REQUEST ▸ Pull out every line in the material below that contains the string "slope" and copy each one in full.

DATA SECTION ▸
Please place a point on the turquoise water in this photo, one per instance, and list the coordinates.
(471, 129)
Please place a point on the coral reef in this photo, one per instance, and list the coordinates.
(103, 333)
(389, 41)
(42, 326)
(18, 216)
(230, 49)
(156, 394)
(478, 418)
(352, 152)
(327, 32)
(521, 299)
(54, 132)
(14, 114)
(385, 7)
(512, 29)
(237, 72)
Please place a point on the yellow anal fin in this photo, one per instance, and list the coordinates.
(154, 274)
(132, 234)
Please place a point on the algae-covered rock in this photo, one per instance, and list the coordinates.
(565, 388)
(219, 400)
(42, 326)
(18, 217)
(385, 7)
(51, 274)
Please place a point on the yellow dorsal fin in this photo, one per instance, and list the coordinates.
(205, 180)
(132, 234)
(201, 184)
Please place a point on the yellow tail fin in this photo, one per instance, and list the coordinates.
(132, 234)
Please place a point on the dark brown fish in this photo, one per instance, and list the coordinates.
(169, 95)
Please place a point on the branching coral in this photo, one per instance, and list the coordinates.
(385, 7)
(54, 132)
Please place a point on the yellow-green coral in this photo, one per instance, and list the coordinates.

* * *

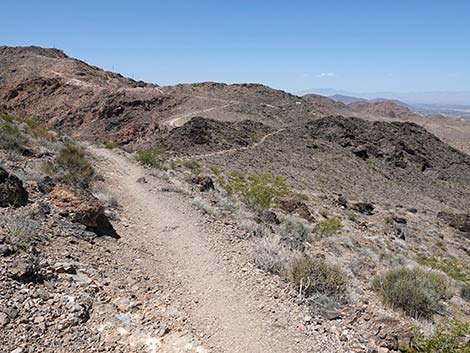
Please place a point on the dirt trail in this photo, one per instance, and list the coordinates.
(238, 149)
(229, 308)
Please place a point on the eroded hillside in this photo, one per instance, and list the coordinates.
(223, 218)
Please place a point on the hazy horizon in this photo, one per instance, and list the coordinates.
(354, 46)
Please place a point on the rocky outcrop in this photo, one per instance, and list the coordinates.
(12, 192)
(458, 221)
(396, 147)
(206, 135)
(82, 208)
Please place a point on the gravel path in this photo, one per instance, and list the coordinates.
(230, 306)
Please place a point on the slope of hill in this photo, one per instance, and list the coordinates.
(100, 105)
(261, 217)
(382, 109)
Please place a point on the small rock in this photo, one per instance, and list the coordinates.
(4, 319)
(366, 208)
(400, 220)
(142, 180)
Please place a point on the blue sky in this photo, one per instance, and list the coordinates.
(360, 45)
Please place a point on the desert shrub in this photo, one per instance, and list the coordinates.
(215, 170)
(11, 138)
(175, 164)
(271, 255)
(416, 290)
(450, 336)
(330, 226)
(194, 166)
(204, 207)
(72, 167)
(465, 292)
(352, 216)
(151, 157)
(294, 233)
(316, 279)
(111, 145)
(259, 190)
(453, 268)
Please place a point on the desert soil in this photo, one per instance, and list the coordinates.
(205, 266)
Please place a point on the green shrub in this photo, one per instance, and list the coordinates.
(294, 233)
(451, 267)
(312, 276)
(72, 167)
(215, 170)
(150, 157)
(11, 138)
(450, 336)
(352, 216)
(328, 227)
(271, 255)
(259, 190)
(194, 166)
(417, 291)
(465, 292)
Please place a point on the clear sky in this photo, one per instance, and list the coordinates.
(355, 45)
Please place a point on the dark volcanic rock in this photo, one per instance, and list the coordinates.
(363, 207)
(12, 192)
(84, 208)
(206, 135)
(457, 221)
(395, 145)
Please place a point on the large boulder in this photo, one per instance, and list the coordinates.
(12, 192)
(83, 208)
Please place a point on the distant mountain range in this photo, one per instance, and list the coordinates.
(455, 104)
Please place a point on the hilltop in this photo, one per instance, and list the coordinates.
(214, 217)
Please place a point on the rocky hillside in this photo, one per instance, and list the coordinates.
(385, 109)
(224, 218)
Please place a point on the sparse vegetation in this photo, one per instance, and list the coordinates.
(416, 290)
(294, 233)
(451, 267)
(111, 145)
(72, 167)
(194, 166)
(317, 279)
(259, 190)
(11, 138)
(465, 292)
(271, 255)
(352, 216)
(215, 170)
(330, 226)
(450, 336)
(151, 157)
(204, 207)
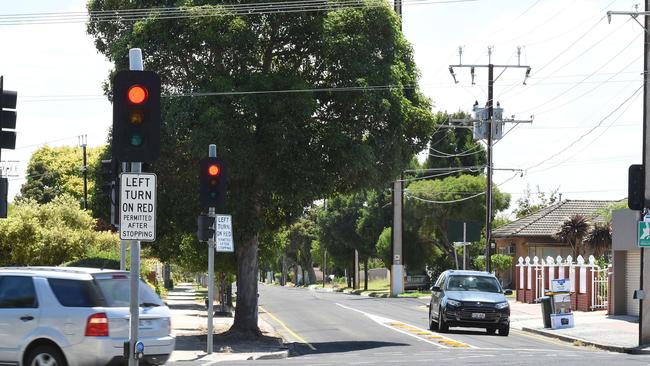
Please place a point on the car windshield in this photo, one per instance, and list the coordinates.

==

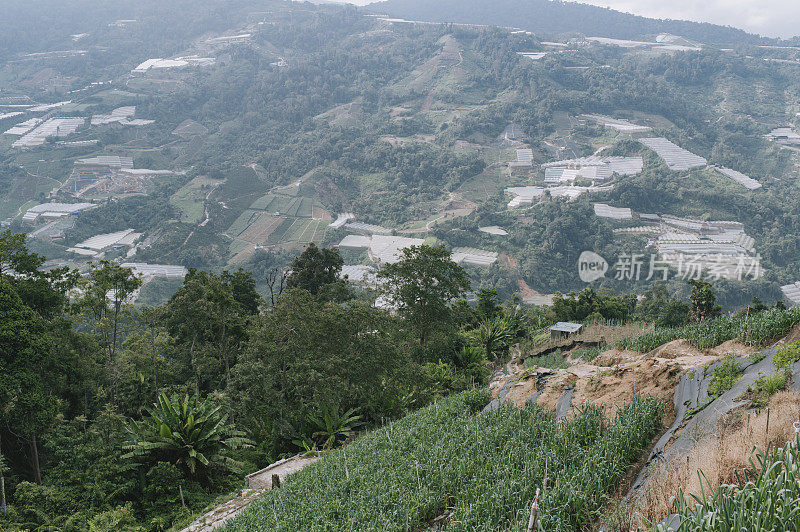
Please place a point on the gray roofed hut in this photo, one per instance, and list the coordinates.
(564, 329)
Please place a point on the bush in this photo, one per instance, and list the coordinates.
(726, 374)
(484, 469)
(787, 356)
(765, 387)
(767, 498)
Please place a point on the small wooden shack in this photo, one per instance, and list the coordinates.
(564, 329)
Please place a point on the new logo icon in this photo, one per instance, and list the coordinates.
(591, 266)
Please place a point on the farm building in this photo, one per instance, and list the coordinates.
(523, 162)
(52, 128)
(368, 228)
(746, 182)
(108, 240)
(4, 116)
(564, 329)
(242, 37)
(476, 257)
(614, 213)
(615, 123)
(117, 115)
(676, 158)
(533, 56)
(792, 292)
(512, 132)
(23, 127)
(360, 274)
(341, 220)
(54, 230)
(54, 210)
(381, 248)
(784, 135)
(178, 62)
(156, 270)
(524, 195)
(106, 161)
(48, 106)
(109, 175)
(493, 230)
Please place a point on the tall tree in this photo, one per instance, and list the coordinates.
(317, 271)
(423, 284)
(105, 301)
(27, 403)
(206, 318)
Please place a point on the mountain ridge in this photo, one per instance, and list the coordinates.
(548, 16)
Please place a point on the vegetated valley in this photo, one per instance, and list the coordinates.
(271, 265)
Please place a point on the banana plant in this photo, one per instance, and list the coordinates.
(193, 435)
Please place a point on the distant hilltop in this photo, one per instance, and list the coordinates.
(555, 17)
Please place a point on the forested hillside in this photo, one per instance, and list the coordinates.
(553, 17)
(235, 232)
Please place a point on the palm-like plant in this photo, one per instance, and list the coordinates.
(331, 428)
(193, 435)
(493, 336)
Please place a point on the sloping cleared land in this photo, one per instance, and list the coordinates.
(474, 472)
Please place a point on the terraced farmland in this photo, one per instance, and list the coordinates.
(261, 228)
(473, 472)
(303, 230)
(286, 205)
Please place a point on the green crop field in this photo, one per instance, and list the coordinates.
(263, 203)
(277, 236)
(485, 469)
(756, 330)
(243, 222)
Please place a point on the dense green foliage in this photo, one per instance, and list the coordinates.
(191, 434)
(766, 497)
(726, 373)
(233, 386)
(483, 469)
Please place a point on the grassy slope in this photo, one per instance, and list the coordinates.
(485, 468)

SOLUTION TO THIS EXERCISE ▸
Please place a point on the slope of hill in this photo, one per instance, and list the coordinates.
Please place a point on the grassy slope in this photo, one per instance, and list the coordinates.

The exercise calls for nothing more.